▸ **REQUIRED TASKS**:
1 – The blog post that follows includes the writer's remark about being constantly aware of time. List the units the writer says that time is measured in.
2 – Summarize the blog post below in two sentences.
3 – Rewrite the stretch of the blog post below from "Twelve Days of" through "is but one.", replacing "charity" with "kindness".

▸ **DOCUMENT PASSAGE**:

--- START ---

Monday 31 December 2012

Twelve Days of Carols, 6: Be Merry, and the Old Year

Be merry, be merry,
I pray you every one.


A principal point of charity
It is so merry for to be
In Him that is but one.
Be merry.

He that is but one in bliss
To us hath sent his Son, iwis,
To save us from our foes.
Be merry.

Mary, for your Son's sake,
Save them all that merry make
And the longest hold it on.
Be merry.

For they who make merry here
And gladness, and in very good cheer,
To bliss then may they come!
Be merry.

Be merry, be merry,
I pray you every one.



I can't decide if this carol, from a fifteenth-century manuscript which belonged to a Cambridge undergraduate called William Hampshire, is a piece of cheerful nonsense or something more subtle about spiritual joy and a moral duty to be glad and grateful. Either way, it's a good carol for New Year's Eve, when everyone is merry for no reason at all except the movement of the clock.

For some reason I have an innate aversion to New Year celebrations; it makes me anxious somehow, as if by celebrating the passage of time so extravagantly you're tempting fate for the year to come. I don't know why this should be. I'm the kind of person who is constantly aware of time, measured in hours and seasons and centuries, and every day throughout the year marks an anniversary or a memory or a feast, and that doesn't worry me at all - in fact I like it. But something about saying goodbye to a year you know, and welcoming a year you don't know, triggers the superstitious side of me to worry about what this year will bring. A year is a long time; the distance between January 2013 and January 2014 seems much more impossible to bridge than the five centuries which separate me from William Hampshire and his carol.

--- END ---

▸ **INFORMATION PROVIDED**:

--- START ---

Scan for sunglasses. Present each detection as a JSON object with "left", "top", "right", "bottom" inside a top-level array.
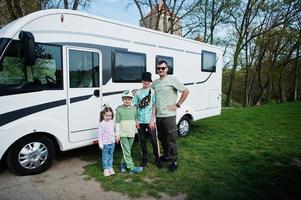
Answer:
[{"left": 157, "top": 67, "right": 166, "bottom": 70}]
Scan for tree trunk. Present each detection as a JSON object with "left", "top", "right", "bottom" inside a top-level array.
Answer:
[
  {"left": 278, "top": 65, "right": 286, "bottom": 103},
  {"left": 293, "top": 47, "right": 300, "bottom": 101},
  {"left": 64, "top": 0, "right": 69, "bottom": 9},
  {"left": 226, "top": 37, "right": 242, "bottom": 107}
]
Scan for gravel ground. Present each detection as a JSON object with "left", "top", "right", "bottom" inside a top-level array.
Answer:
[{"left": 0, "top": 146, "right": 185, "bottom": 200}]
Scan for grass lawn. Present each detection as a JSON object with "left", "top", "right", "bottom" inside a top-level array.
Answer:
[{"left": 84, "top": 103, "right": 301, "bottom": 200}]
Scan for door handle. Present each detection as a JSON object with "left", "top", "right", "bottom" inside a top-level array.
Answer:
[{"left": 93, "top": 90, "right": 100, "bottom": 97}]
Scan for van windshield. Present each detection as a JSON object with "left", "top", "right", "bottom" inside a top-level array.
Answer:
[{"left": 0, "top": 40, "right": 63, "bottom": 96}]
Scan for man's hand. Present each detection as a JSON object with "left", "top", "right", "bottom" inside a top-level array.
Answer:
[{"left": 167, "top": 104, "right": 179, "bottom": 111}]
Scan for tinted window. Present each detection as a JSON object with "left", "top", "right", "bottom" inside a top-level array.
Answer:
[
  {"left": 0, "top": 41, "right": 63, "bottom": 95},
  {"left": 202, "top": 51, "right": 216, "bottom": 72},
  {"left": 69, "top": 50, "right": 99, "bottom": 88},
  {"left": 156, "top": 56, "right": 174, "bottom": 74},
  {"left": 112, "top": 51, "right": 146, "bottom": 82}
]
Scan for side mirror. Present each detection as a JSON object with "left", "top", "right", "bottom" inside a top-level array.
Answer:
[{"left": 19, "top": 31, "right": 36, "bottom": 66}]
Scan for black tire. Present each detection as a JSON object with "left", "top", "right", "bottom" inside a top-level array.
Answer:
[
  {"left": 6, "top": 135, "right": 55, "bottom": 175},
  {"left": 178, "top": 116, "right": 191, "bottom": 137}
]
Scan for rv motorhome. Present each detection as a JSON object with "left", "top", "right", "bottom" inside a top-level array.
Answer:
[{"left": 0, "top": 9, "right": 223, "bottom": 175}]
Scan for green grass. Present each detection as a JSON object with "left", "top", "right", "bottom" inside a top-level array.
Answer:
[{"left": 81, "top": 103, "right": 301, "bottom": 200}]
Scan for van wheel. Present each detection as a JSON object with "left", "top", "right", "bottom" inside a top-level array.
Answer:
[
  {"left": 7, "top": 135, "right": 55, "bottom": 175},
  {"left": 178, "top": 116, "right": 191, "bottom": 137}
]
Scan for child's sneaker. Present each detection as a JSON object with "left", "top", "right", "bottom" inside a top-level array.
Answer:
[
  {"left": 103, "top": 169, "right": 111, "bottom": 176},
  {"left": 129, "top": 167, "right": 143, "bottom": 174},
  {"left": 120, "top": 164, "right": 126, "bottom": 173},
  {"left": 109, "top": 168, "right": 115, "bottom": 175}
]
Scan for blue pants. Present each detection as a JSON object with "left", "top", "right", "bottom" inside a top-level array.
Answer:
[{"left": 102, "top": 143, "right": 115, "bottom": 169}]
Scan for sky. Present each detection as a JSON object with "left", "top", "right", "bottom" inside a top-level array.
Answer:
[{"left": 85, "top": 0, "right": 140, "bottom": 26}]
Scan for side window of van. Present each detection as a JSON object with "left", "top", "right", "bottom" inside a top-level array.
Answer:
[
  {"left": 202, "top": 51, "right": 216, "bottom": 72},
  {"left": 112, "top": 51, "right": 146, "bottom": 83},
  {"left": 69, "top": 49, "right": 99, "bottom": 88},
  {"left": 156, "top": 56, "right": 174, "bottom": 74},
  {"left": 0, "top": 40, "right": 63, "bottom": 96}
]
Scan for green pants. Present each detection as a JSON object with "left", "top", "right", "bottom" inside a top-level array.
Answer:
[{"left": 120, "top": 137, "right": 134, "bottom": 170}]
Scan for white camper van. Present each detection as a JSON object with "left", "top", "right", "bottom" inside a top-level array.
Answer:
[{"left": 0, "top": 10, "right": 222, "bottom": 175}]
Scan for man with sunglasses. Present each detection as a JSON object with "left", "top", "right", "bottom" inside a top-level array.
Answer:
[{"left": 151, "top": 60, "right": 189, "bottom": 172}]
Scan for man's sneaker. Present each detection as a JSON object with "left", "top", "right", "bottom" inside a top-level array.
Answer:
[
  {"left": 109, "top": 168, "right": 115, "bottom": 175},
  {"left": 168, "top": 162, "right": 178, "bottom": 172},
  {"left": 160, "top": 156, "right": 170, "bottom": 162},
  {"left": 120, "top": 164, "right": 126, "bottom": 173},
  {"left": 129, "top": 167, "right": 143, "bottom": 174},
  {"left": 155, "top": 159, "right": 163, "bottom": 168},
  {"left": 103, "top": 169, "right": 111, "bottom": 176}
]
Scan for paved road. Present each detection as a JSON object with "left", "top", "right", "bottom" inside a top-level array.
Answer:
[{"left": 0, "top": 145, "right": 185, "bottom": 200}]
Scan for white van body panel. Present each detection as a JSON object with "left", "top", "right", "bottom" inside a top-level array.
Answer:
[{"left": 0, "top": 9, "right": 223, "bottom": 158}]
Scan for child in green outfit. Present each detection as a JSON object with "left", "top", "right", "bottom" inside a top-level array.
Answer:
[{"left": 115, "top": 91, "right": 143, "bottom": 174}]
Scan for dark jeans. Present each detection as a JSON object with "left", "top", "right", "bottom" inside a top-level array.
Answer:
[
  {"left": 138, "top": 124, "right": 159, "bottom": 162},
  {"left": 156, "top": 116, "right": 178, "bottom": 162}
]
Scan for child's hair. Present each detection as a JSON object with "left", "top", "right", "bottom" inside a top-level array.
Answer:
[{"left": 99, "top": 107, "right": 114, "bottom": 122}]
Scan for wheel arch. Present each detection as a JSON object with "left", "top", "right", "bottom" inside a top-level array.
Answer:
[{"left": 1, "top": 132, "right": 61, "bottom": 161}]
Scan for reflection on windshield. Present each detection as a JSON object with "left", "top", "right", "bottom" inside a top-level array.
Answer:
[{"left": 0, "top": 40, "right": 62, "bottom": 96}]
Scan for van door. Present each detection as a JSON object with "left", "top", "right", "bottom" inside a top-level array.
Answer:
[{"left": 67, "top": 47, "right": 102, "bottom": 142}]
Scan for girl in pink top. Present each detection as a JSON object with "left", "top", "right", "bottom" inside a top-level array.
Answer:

--- END ---
--- START ---

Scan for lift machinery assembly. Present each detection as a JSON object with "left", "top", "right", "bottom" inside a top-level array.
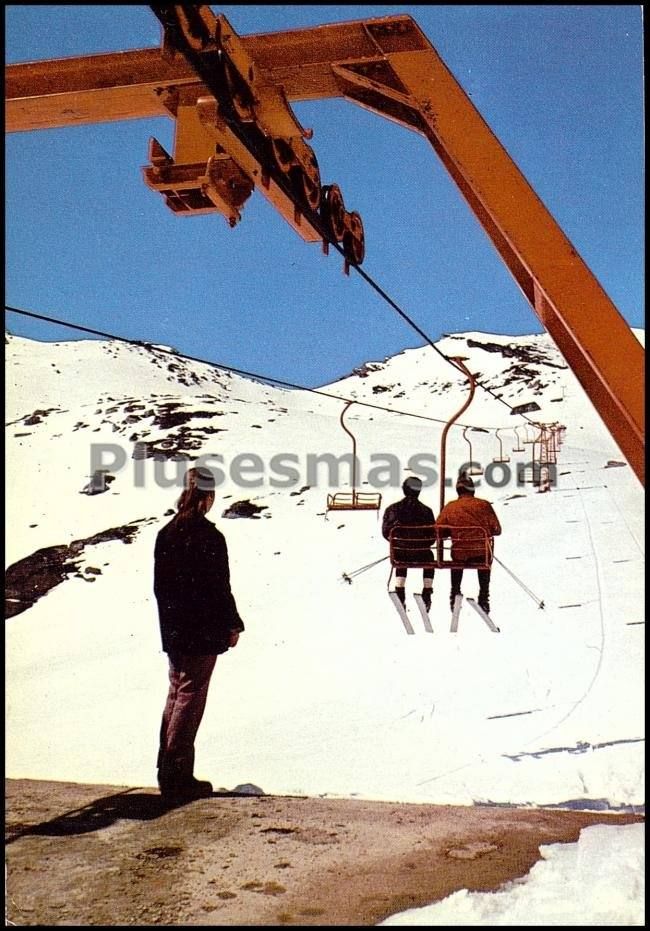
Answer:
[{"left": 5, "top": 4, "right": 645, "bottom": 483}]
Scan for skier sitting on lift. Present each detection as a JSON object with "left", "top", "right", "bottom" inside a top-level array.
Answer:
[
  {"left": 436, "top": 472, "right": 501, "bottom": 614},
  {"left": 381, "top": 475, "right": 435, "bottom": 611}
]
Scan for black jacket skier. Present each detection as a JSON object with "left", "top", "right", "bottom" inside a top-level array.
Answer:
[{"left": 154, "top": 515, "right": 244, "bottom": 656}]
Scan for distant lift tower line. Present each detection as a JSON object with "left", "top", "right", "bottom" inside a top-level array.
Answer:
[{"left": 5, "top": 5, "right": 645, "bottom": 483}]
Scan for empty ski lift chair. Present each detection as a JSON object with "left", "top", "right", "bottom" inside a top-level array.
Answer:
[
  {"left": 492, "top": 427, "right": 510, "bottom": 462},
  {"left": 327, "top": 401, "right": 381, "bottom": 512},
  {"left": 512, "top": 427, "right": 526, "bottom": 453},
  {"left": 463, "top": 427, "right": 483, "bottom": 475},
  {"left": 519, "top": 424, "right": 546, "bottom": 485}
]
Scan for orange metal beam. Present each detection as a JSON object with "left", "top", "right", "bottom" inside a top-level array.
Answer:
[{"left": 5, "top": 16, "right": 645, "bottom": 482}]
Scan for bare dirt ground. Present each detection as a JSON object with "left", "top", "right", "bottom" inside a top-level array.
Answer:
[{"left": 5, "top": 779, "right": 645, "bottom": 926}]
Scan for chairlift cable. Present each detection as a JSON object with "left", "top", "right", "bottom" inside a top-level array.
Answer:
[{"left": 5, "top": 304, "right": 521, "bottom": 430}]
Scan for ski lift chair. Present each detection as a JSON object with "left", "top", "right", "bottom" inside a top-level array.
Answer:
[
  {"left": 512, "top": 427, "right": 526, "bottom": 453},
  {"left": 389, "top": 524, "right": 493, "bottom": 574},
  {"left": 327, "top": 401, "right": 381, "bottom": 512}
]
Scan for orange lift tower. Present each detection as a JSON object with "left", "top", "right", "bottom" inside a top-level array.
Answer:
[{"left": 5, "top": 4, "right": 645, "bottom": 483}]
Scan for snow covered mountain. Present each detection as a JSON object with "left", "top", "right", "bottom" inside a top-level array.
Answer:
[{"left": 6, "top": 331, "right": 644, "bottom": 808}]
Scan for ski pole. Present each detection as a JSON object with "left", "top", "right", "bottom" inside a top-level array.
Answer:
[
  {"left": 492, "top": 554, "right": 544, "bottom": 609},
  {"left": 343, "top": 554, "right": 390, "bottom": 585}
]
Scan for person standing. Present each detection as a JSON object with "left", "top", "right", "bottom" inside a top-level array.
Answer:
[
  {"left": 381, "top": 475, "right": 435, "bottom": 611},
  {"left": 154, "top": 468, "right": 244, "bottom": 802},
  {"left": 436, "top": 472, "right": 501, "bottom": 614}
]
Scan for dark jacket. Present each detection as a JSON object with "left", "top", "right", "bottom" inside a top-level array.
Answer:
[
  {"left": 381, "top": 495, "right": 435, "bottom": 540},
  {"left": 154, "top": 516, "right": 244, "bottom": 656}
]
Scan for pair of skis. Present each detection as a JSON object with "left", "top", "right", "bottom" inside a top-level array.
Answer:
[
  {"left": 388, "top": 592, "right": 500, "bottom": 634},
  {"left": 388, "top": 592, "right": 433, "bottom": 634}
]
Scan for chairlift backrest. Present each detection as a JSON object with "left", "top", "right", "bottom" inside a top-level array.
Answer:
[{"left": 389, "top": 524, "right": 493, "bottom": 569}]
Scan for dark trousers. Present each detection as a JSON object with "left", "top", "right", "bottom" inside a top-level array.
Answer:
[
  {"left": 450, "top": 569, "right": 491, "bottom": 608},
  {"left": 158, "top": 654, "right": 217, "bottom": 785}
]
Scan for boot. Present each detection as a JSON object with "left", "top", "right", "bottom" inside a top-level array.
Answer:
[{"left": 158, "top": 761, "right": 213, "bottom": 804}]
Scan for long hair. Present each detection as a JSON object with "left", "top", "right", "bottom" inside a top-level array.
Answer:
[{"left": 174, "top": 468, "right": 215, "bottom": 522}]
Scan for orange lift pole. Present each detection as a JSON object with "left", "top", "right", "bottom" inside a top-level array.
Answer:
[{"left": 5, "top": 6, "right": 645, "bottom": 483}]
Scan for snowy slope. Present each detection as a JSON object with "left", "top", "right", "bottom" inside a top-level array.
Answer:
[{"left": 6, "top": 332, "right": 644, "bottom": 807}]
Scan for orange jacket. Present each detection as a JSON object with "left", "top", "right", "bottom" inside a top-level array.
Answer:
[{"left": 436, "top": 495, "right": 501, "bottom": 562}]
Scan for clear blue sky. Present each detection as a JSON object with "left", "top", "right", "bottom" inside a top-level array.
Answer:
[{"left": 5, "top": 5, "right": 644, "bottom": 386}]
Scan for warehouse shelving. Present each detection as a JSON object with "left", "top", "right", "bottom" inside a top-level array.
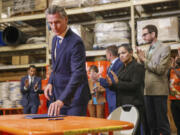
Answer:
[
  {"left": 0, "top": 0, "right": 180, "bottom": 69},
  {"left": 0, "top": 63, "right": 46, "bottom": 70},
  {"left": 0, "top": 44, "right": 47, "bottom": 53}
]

--- END ---

▸ **EXPECTED ANSWERS**:
1 – hours, seasons, centuries

2 – The blog post presents a fifteenth-century carol, "Be Merry," from a manuscript that belonged to a Cambridge undergraduate called William Hampshire, and calls it a good carol for New Year's Eve, whether it is cheerful nonsense or something subtler about spiritual joy. The writer then describes an innate aversion to New Year celebrations, which stirs a superstitious worry about what the unknown year will bring, even though awareness of time and anniversaries at other times of the year causes the writer no worry at all.

3 –
Twelve Days of Carols, 6: Be Merry, and the Old Year

Be merry, be merry,
I pray you every one.


A principal point of kindness
It is so merry for to be
In Him that is but one.